Note that even with an 18-watt laser output, substantially all of
the coating film was removed, and when the output was raised to 24
watts and 30 watts, the coating film was removed even more
completely. To evaluate the adhesiveness, an adhesive tape was
adhered to the entire side surface of the obtained sample and then
peeled away, whereupon the amount of deposits such as the coating
film that was peeled away (adhered to the adhesive tape side) was
measured. In other words, an increase in the deposits amount that
is peeled away (adhered to the adhesive tape side) indicates a
weaker adhesive force, thereby indicating that an adhered sealing
may also peel away.
On the blank (the non-laser-irradiated sample), it was observed
that a large amount of the coating film peeled away onto the
adhesive tape side. In other words, although a coating film was
formed on the side surface of the blank, the adhesiveness of the
coating film was weak, indicating that if a sealing were to be
applied during installing, the sealing would likely peel away
together with the coating film.
In the laser-irradiated samples, on the other hand, substantially
all of the coating film was removed from all of the samples, and
therefore substantially no deposits were observed on the adhesive
tape side.
Hence, substantially all of the coating film is removed from a
building material having a laser-irradiated side surface, and
therefore, when a sealing is adhered, the sealing is not likely to
peel away.
Another test was performed to evaluate the adhesiveness of a
sealing when laser irradiation is performed on the coating film on
the side surface.
First, four test pieces made by siding board (width 50
mm.times.thickness 16 mm.times.length 50 mm) in which silicone
acrylic emulsion coat was applied up to a side surface were
prepared. Two test pieces were left as blanks, i.e. laser
irradiation was not performed on the side surface, whereas in the
other two, the coating film was removed by performing laser
irradiation on the entire side surface from the front surface side
to the rear surface side at an output of 24 watts using a carbon
dioxide gas laser manufactured by Keyence Corporation, thereby
forming test pieces having a laser-irradiated side surface. A
primer comprised of a urethane-based resin as a principle component
was then applied to the side surface of each test piece, whereupon
the two laser-irradiated test pieces were disposed such that the
respective side surfaces thereof faced each other at an interval of
10 mm. A sealing comprised of single fluid component-type modified
silicone was then charged between the test pieces at a width of 10
mm, a depth of 7 mm, and a length of 50 mm, cured for two days at
28.degree. C., cured for one day at 50.degree. C. 95% RH, cured for
a further 10 hours at 80.degree. C., and then submerged in water
for fourteen days. Thus, a sample in which a sealing is charged
between two test pieces having laser-irradiated side surfaces was
prepared. Similar processing was performed on the blank test pieces
to prepare a sample in which a sealing is charged between two test
pieces having non-laser-irradiated side surfaces. The test pieces
adhered via the sealing in the respective samples obtained in this
manner were then pulled outward at room temperature and at a speed
of 50 mm/min to measure the strength required to peel the sealing
away from the test piece, and this strength, or in other words
tensile strength, was set as an index of the adhesiveness of the
sealing. More specifically, as the value of the tensile strength
increases, steadily greater strength is required to peel the
sealing away from the test piece, indicating that the sealing is
less likely to peel away from the test piece.

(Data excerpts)
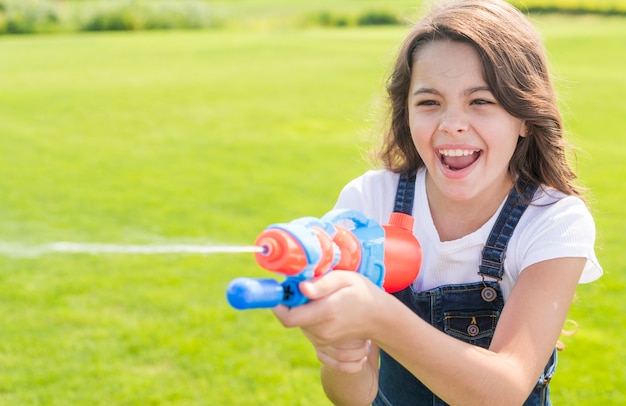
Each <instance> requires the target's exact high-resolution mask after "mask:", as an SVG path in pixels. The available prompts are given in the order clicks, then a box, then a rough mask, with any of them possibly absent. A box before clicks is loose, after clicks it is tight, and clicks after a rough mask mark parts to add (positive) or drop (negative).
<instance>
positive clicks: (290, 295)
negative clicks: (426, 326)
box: [227, 209, 422, 309]
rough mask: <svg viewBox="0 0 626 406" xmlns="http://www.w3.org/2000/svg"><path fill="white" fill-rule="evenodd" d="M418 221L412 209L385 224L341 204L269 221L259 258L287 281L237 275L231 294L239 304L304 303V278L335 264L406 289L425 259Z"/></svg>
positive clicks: (284, 304)
mask: <svg viewBox="0 0 626 406" xmlns="http://www.w3.org/2000/svg"><path fill="white" fill-rule="evenodd" d="M413 221H414V220H413V217H411V216H409V215H407V214H404V213H392V215H391V218H390V219H389V224H387V225H382V226H381V225H379V224H378V223H377V222H376V221H374V220H372V219H370V218H367V217H366V216H365V215H363V214H362V213H360V212H358V211H355V210H345V209H338V210H333V211H330V212H328V213H327V214H326V215H324V216H323V217H322V218H320V219H317V218H314V217H303V218H300V219H296V220H293V221H291V222H289V223H280V224H273V225H270V226H268V227H267V228H266V229H265V230H264V231H263V232H262V233H261V234H260V235H259V236H258V237H257V239H256V242H255V245H256V246H258V247H261V248H262V251H261V252H258V253H256V254H255V259H256V261H257V263H258V264H259V265H260V266H261V267H262V268H265V269H267V270H269V271H273V272H276V273H279V274H283V275H285V276H286V277H287V278H286V279H285V280H284V281H283V282H282V283H280V282H278V281H276V280H274V279H254V278H237V279H234V280H233V281H232V282H231V283H230V284H229V285H228V288H227V299H228V301H229V303H230V304H231V306H233V307H234V308H236V309H254V308H271V307H274V306H276V305H278V304H281V303H282V304H284V305H286V306H289V307H295V306H299V305H302V304H304V303H306V302H308V301H309V299H307V298H306V297H305V296H304V295H303V294H302V293H301V292H300V289H299V288H298V285H299V283H300V282H302V281H304V280H308V279H312V278H316V277H319V276H322V275H324V274H325V273H327V272H329V271H332V270H334V269H339V270H346V271H355V272H358V273H360V274H362V275H364V276H365V277H367V278H368V279H369V280H370V281H372V282H373V283H375V284H376V285H377V286H379V287H382V288H383V289H384V290H385V291H387V292H389V293H393V292H397V291H399V290H402V289H404V288H405V287H407V286H409V285H410V284H411V282H413V280H414V279H415V278H416V277H417V274H418V273H419V269H420V266H421V263H422V250H421V247H420V244H419V242H418V241H417V239H416V238H415V236H414V235H413V232H412V230H413Z"/></svg>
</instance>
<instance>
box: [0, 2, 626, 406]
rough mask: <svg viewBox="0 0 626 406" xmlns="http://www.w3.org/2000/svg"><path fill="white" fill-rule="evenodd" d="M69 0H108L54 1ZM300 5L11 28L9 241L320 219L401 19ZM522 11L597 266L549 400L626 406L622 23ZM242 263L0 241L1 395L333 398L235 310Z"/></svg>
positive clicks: (8, 121) (292, 359) (22, 395)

## [Tasks to perform]
[1] Answer these questions using the passage on laser coating removal:
(a) What was observed on the adhesive tape side for the blank sample?
(b) At what output was the carbon dioxide gas laser run on the test pieces in the second test?
(c) For how many days were the samples submerged in water?
[2] Repeat the part of the passage on laser coating removal between "In the laser-irradiated" and "the side surface.", inclusive.
The entries have nothing to do with the passage on laser coating removal.

## [Problem solutions]
[1]
(a) A large amount of the coating film peeled away onto the adhesive tape side.
(b) 24 watts.
(c) Fourteen days.

[2]
In the laser-irradiated samples, on the other hand, substantially
all of the coating film was removed from all of the samples, and
therefore substantially no deposits were observed on the adhesive
tape side.
Hence, substantially all of the coating film is removed from a
building material having a laser-irradiated side surface, and
therefore, when a sealing is adhered, the sealing is not likely to
peel away.
Another test was performed to evaluate the adhesiveness of a
sealing when laser irradiation is performed on the coating film on
the side surface.